» **SOURCE EXTRACT**:

───

A launch Webinar for the Gender and Development Journal’s November 2025 Special Issue on “Beijing +30” took place on March 5. Mercy Makpor, Junior Research Associate at the United Nations University – Operating Unit on Policy-driven Electronic Governance (UNU-EGOV), participated in the panel as one of the contributors to the Issue.
Mercy Makpor presented her paper, “Bridging the gender gap in the digital age: The role of digital governance in advancing feminist futures post-Beijing +30,” outlining concrete steps that different stakeholders can take to meet the promise of Beijing +30.
She emphasized the importance of the voices of marginalised communities, stressing that without them “no amount of policy language will bridge the gap between commitment and reality”.
The paper examines how digital governance (the policies, regulations, and institutional arrangements that shape how digital technologies are developed and deployed) can promote or undermine the gender equality goals set out thirty years ago in the Beijing Platform for Action.
The November 2025 Issue on “Beijing +30”
The Beijing +30 special issue of the Gender and Development Journal builds on a 2020 issue published to mark the 25th anniversary of the Fourth World Conference on Women and the adoption of the Beijing Platform for Action (BPfA).
While the earlier issue assessed progress and challenges for gender justice at the time, amid the global COVID-19 pandemic, the new issue revisits these questions five years later in a rapidly changing global context.

───

» **DATASET EXCERPT**:
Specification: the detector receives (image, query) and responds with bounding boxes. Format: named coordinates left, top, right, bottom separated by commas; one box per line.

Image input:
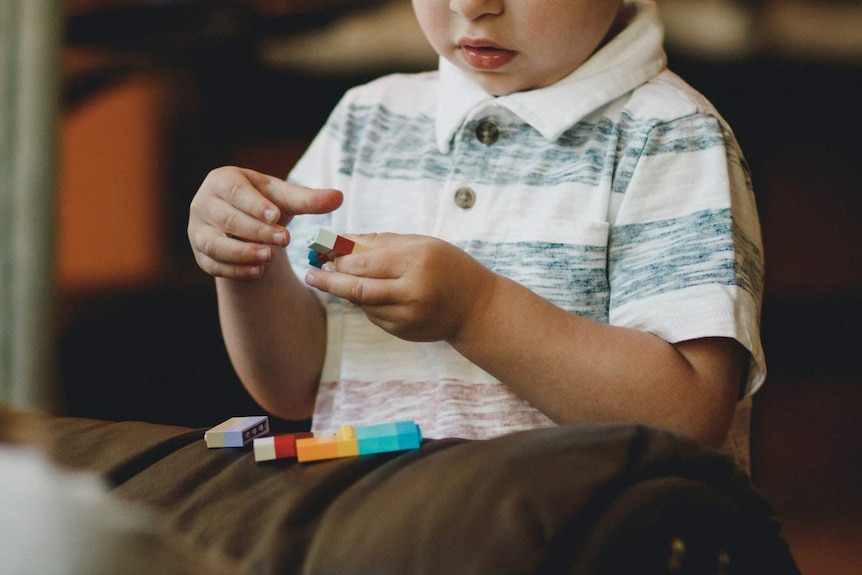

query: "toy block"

───

» **TASK DETAILS**:
Update the Beijing +30 webinar text: write out everything from "The paper examines" down to "Platform for Action.", putting "three decades ago" in place of "thirty years ago".

» **TASK RESULT**:
The paper examines how digital governance (the policies, regulations, and institutional arrangements that shape how digital technologies are developed and deployed) can promote or undermine the gender equality goals set out three decades ago in the Beijing Platform for Action.